Directions:
Please restate word for word, and with nothing added, the lines that run from the one holding "of the white" to the end of the entries below.

Records shown:
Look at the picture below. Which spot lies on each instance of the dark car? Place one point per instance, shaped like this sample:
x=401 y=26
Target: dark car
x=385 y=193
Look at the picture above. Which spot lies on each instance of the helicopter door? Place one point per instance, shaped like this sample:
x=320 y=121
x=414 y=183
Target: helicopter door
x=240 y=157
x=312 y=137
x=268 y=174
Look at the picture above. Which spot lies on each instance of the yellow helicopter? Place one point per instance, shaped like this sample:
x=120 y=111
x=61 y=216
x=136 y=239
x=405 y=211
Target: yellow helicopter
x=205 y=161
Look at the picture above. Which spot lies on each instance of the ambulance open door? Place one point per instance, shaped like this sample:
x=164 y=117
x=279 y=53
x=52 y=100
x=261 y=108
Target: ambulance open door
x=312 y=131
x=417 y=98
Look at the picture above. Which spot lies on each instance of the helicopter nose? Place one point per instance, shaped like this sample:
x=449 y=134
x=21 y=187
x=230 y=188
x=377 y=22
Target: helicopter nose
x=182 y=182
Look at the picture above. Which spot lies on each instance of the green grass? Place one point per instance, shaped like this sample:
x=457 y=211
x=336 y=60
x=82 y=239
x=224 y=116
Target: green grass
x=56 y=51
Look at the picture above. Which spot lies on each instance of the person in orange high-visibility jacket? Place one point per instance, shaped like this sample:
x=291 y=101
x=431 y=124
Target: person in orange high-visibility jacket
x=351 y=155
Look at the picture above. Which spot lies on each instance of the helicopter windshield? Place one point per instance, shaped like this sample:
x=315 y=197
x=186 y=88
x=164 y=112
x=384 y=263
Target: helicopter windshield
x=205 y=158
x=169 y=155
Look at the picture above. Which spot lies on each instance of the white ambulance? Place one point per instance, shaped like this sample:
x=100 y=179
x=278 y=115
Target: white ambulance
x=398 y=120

Your response:
Look at the picture above. Which spot lies on each instance of the white ambulance? Place one point per instance, shaped like this sample:
x=100 y=179
x=278 y=115
Target: white ambulance
x=398 y=120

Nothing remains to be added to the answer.